# THINGS TO DO
- A) In the speech about the Liberation Route, why did the liberation of Eindhoven before the last winter of the war matter so much to the speaker's family? Answer in one to three sentences.
- B) Write the next part of the speech about the Liberation Route, picking up right after its final sentence.
##### SOURCE EXCERPT #####
On the phone, I asked my father about his memories of the liberation of Eindhoven. One of the surprising things he told me was this:"It was at the 18th of September, 1944. We were so relieved. We invited some soldiers to our house. And one of these early Liberation days, we even had dinner with some Jewish soldiers, They were from Palestine, a British territory. They sang very melancholic songs for us."
Liberation Route has a meaning for our family. It is the difference between life and death. The fact that Eindhoven has been liberated before the last winter of the war probably saved my father's life, that of his mother and of his brothers and sister. These half-Jewish, mixed families would have been deported eventually, of course.
So, if I am standing here, it is thanks to these allied troops, Canadians, Brits, Americans, who set foot at the shores of Normandy at D-Day to fight their way to Germany, and passed by Eindhoven in September 1944. That is why it came as a deeply moving privilege when the organizers asked me to participate in the opening of this important exhibition.
Liberation Route, from Omaha Beach deep into Germany, is a set of intertwined trajectories, sometimes coming together, mostly meandering over Western Europe. These are footsteps filled with fear and frenzy, cruelty and courage. The real story has not often been told. For having witnessed a small bit of war myself, as a journalist, reporting in the Caucasus in the early 90's, I know the reality of war is difficult to hear, so you don't tell everything you saw. Sometimes, almost unvoluntarily, someone lifts the veil. General Eisenhower did in his book Crusade in Europe, when he described the battle near Falaise, in Normandy. He wrote:"It was literally possible to walk for hundreds of yards at a time, stepping on nothing but dead and decaying flesh." Of German soldiers.
We think of Liberation Route as a truly heroic episode of the War, and it certainly was. We like to think of the Liberation Route as the happy end. But for the soldiers who had to live on haunted by their memories, it was not. For many civilians, it wasn't either.
Soon after the War, my father had to learn that almost 40 cousins, and nieces and uncles and aunts, relatives of my grandmother, would never come back. For her and for my father, the sense of victory at the end of the War was shortlived, to become darkened by grief. Still today, 70 years later.
In Eastern Europe, the end of the Second World War had a different meaning. Of course, the organizers of the Liberation Route rightly intend to find ways to see similar initiatives along similar roads followed by the Soviet Army on its way to Berlin. But thìs Liberation was followed by decades of oppression. Polish resistants were deported and killed. Hungarian Jews saw a second wave of persecution, often even by the same people. For Eastern Europe, a second Liberation would come, but much later.
##### PROVIDED DATA #####
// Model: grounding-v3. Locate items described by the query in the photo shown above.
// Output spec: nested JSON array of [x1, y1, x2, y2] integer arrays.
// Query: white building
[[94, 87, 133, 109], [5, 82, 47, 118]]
#####
# TASK-BY-TASK RESULTS
- A) The speaker's father, grandmother, and the father's siblings belonged to a half-Jewish, mixed family, and such families would eventually have been deported. Because Eindhoven was liberated before the last winter of the war, that deportation never came, which probably saved their lives.

- B)
The Liberation, in short, meant a far more complex story than going from darkness into the light, for those who lost loved ones, for survivors, for veterans, and for whole peoples in the East and South of Europe. This urges us today to avoid easy interpretations, on equally important and equally moving historic changes. The risk of any one-sided victorious mythology is to overlook unhealed wounds, and even to breed new divides and ground for conflict.
What makes it so appropriate to start this journey of the Liberation Route exhibition here, in the European Parliament? This House owes its existence to people who understood that the only path away from war consists in dialogue and international cooperation. Many Members of the European Parliament have seen oppression and dictatorship. Some had to flee from Franco, some were active in Solidarnosc or other dissident movements. And this is actually the deeper reason they became Members of the European Parliament. Many of us here, today, stand up against discrimination and defend our freedoms, and often this stems from their own personal background. To the vast majority of us, building Europe means to strengthen the continental space for open democracies - and there is a lot to improve, including in the structure of the EU itself.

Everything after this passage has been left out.